What the response needs is every record, repeated verbatim, and no images.

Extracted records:
=== Begin Enclosure ===

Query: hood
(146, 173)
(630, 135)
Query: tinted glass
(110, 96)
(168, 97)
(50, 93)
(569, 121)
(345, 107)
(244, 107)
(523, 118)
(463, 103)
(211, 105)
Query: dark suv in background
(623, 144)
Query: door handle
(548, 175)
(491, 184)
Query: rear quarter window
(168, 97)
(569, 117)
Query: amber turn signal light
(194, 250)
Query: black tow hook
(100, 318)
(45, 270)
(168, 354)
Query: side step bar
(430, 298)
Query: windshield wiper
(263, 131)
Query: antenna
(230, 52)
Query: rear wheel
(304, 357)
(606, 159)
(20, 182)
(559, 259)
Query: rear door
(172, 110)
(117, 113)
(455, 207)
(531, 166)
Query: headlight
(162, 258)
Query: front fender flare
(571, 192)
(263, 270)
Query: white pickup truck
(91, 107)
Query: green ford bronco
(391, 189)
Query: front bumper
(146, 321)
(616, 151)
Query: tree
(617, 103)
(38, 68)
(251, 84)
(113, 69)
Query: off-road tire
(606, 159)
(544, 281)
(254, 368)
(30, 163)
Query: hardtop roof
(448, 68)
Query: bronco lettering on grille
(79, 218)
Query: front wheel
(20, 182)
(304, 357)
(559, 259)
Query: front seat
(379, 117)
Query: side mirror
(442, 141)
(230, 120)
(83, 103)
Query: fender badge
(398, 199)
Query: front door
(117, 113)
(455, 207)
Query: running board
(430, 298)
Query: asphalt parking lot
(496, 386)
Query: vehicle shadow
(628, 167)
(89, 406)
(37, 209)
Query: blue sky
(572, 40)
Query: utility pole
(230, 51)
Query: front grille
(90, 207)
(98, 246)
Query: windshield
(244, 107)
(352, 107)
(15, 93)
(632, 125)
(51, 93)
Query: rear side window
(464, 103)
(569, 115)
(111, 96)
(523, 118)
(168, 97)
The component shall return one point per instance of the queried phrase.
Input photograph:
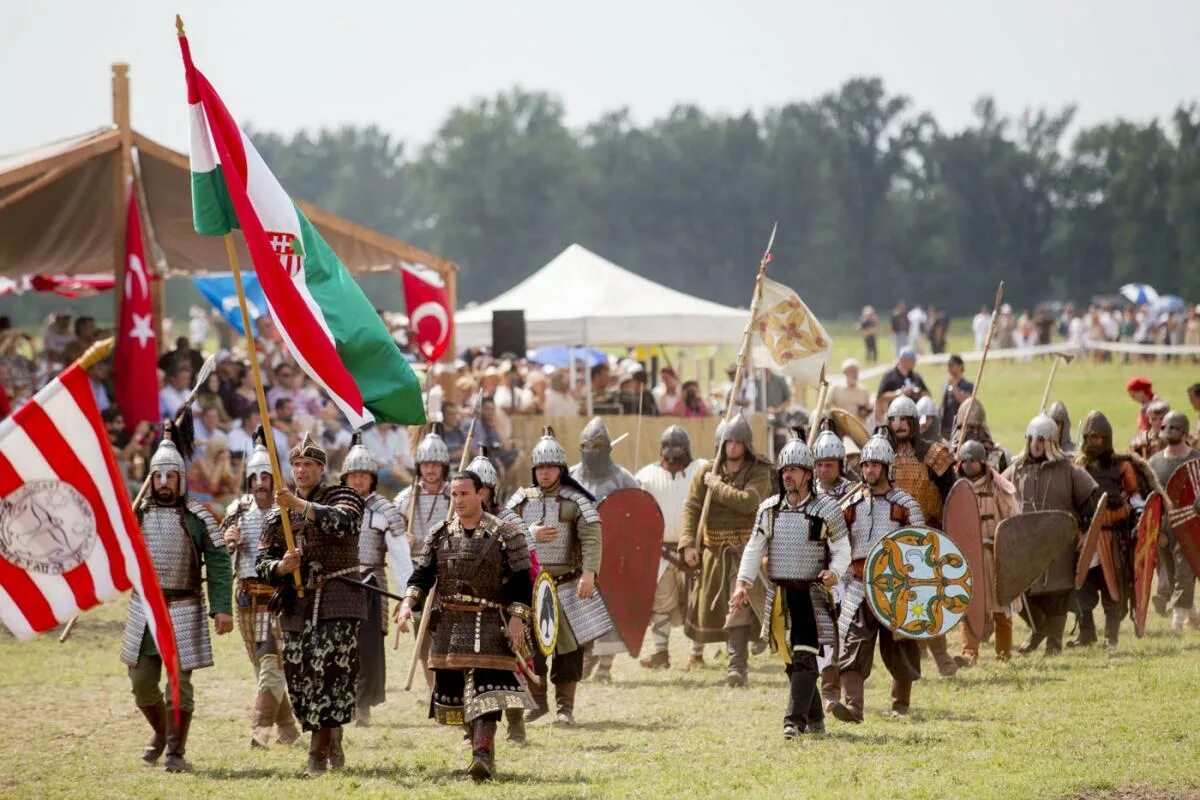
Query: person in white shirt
(667, 481)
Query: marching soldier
(481, 567)
(1047, 480)
(803, 535)
(667, 481)
(738, 488)
(261, 632)
(382, 523)
(873, 510)
(321, 629)
(567, 530)
(183, 540)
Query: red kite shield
(1183, 489)
(631, 529)
(1145, 557)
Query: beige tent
(63, 211)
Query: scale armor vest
(172, 548)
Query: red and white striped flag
(69, 539)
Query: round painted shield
(545, 613)
(918, 583)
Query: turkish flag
(136, 368)
(429, 310)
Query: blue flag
(222, 293)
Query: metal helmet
(359, 458)
(167, 458)
(795, 453)
(903, 405)
(547, 451)
(1042, 427)
(828, 445)
(879, 450)
(432, 450)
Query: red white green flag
(328, 324)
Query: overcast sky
(403, 65)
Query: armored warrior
(1127, 481)
(667, 481)
(382, 524)
(924, 470)
(567, 529)
(321, 629)
(183, 540)
(873, 510)
(259, 629)
(803, 535)
(1176, 583)
(600, 476)
(996, 499)
(738, 489)
(481, 567)
(1047, 480)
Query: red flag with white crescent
(135, 368)
(429, 310)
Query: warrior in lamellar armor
(186, 549)
(241, 530)
(480, 565)
(803, 537)
(321, 627)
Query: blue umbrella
(561, 355)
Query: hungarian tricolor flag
(69, 539)
(328, 324)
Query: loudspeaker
(508, 332)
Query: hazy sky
(403, 65)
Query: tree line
(876, 202)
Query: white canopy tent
(583, 299)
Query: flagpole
(263, 410)
(743, 356)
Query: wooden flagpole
(263, 410)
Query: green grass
(1032, 728)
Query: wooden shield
(963, 525)
(1145, 557)
(1026, 545)
(1091, 543)
(1183, 491)
(545, 613)
(631, 528)
(918, 584)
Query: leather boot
(177, 743)
(483, 753)
(156, 715)
(318, 751)
(265, 709)
(901, 695)
(851, 709)
(289, 733)
(515, 720)
(564, 698)
(336, 756)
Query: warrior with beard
(923, 470)
(382, 524)
(183, 540)
(600, 476)
(667, 481)
(1176, 582)
(738, 487)
(1127, 481)
(1047, 480)
(563, 518)
(803, 536)
(261, 632)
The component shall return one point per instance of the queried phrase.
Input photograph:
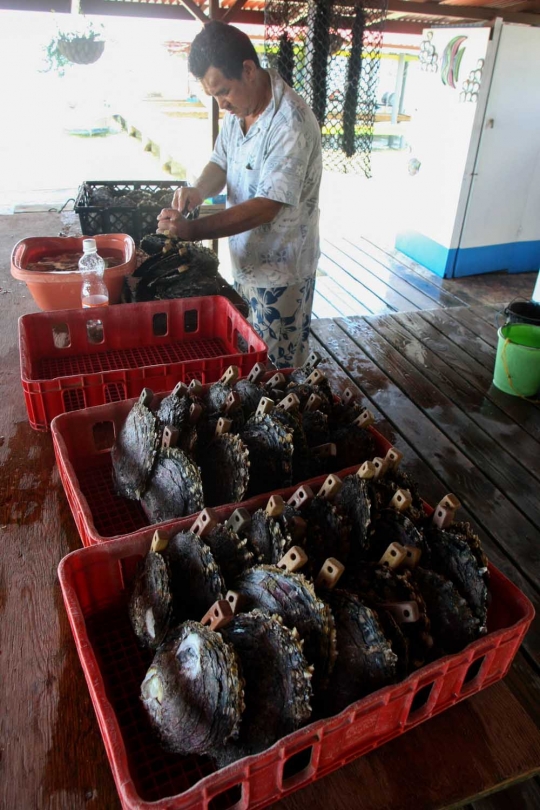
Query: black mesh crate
(103, 206)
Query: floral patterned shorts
(281, 317)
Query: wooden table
(427, 378)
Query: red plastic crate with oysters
(238, 654)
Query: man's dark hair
(223, 47)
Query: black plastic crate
(137, 222)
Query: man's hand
(186, 199)
(175, 224)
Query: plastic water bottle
(94, 292)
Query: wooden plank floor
(426, 374)
(358, 277)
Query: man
(268, 154)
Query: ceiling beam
(464, 12)
(195, 10)
(230, 12)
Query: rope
(509, 376)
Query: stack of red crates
(95, 582)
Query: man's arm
(237, 219)
(211, 182)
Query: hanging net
(330, 55)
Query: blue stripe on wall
(427, 252)
(515, 257)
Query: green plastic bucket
(517, 366)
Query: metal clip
(239, 520)
(180, 390)
(313, 360)
(195, 388)
(230, 376)
(329, 574)
(393, 458)
(160, 541)
(234, 599)
(442, 518)
(289, 403)
(315, 378)
(330, 487)
(266, 405)
(169, 438)
(232, 403)
(195, 411)
(145, 397)
(393, 556)
(275, 506)
(206, 521)
(380, 467)
(401, 501)
(277, 381)
(301, 497)
(256, 373)
(365, 419)
(223, 426)
(219, 615)
(314, 403)
(366, 471)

=== End Enclosure ===

== Task answer ==
Query: hood
(146, 173)
(630, 135)
Query: tinted glass
(110, 96)
(168, 97)
(50, 93)
(569, 121)
(345, 107)
(244, 107)
(523, 118)
(463, 103)
(211, 105)
Query: dark suv in background
(623, 144)
Query: door handle
(548, 175)
(491, 184)
Query: rear quarter window
(168, 97)
(569, 117)
Query: amber turn signal light
(194, 250)
Query: black tow hook
(100, 318)
(45, 270)
(168, 354)
Query: side step bar
(430, 298)
Query: windshield wiper
(263, 131)
Query: antenna
(230, 52)
Query: rear wheel
(304, 357)
(606, 159)
(20, 182)
(559, 259)
Query: rear door
(172, 110)
(117, 113)
(455, 207)
(531, 166)
Query: headlight
(162, 258)
Query: front fender flare
(571, 192)
(263, 270)
Query: white pickup truck
(91, 107)
Query: green ford bronco
(391, 189)
Query: front bumper
(146, 321)
(616, 151)
Query: tree
(617, 103)
(38, 68)
(251, 84)
(113, 69)
Query: off-road tire
(606, 159)
(544, 281)
(254, 368)
(30, 163)
Query: hardtop roof
(448, 68)
Query: bronco lettering on grille
(79, 218)
Query: front wheel
(20, 182)
(304, 357)
(559, 259)
Query: front seat
(379, 117)
Query: side mirror
(442, 141)
(230, 120)
(83, 103)
Query: fender badge
(398, 199)
Query: front door
(117, 113)
(455, 207)
Query: running board
(430, 298)
Query: asphalt parking lot
(496, 386)
Query: vehicle shadow
(628, 167)
(89, 406)
(37, 209)
Query: blue sky
(572, 40)
Query: utility pole
(230, 51)
Query: front grille
(90, 207)
(98, 246)
Query: windshield
(244, 107)
(352, 107)
(15, 93)
(632, 125)
(51, 93)
Query: rear side window
(464, 103)
(569, 115)
(111, 96)
(523, 118)
(168, 97)
The component shall return one point per instance of the queried phrase.
Input photograph:
Query: person in white shirt
(667, 481)
Query: marching soldier
(481, 567)
(1047, 480)
(803, 535)
(667, 481)
(738, 488)
(261, 632)
(382, 523)
(873, 510)
(321, 629)
(567, 530)
(183, 540)
Query: red kite shield
(1183, 489)
(631, 529)
(1145, 557)
Query: beige tent
(63, 211)
Query: scale armor vest
(172, 548)
Query: red and white striped flag
(69, 539)
Query: round painted shield
(545, 613)
(918, 583)
Query: turkish flag
(136, 368)
(429, 310)
Query: blue flag
(222, 293)
Query: metal helmet
(359, 458)
(167, 458)
(795, 453)
(903, 405)
(547, 451)
(1042, 427)
(828, 445)
(879, 450)
(432, 450)
Query: red white green flag
(328, 324)
Query: overcast sky
(403, 65)
Query: armored warrior
(1127, 481)
(667, 481)
(382, 524)
(924, 470)
(567, 529)
(321, 629)
(183, 540)
(873, 510)
(259, 629)
(803, 535)
(1176, 583)
(600, 476)
(996, 499)
(738, 489)
(481, 567)
(1047, 480)
Query: red flag with white crescent
(135, 368)
(429, 310)
Query: warrior in lamellar armor
(186, 549)
(241, 530)
(480, 565)
(803, 537)
(321, 627)
Query: blue umbrella
(561, 355)
Query: hungarian tricolor flag
(69, 539)
(328, 324)
Query: loudspeaker
(508, 332)
Query: hazy sky
(403, 65)
Query: tree line
(876, 202)
Query: white canopy tent
(583, 299)
Query: flagpole
(263, 410)
(743, 356)
Query: wooden flagpole
(263, 410)
Query: green grass
(1032, 728)
Query: wooden shield
(963, 525)
(1145, 557)
(1026, 545)
(1091, 543)
(1183, 491)
(545, 613)
(631, 528)
(918, 584)
Query: leather boot
(177, 743)
(483, 753)
(156, 715)
(318, 751)
(265, 709)
(901, 695)
(851, 709)
(289, 733)
(515, 720)
(564, 698)
(336, 756)
Query: warrior with beard
(923, 470)
(382, 524)
(183, 540)
(600, 476)
(667, 481)
(1176, 582)
(738, 487)
(1127, 481)
(1047, 480)
(563, 518)
(803, 536)
(261, 632)
The component shall return one point per instance of the queried phrase.
Input photograph:
Query: black mesh crate
(103, 206)
Query: floral patterned shorts
(281, 317)
Query: wooden table
(427, 378)
Query: red plastic crate with oysters
(238, 654)
Query: man's dark hair
(223, 47)
Query: black plastic crate
(137, 222)
Query: man's hand
(186, 199)
(175, 224)
Query: plastic water bottle
(94, 292)
Query: wooden plank floor
(426, 374)
(358, 277)
Query: man
(268, 154)
Query: ceiling beam
(464, 12)
(195, 10)
(230, 12)
Query: rope
(509, 376)
Query: stack of red crates
(95, 582)
Query: man's arm
(237, 219)
(211, 182)
Query: hanging net
(330, 55)
Query: blue stripe on wall
(427, 252)
(515, 257)
Query: green plastic bucket
(517, 366)
Query: metal clip
(239, 520)
(180, 390)
(313, 360)
(195, 388)
(230, 376)
(329, 574)
(393, 458)
(160, 541)
(234, 599)
(442, 518)
(289, 403)
(315, 378)
(330, 487)
(266, 405)
(169, 438)
(232, 403)
(195, 411)
(145, 397)
(393, 556)
(275, 506)
(206, 521)
(380, 467)
(401, 501)
(277, 381)
(301, 497)
(256, 373)
(365, 419)
(223, 426)
(219, 615)
(314, 403)
(366, 471)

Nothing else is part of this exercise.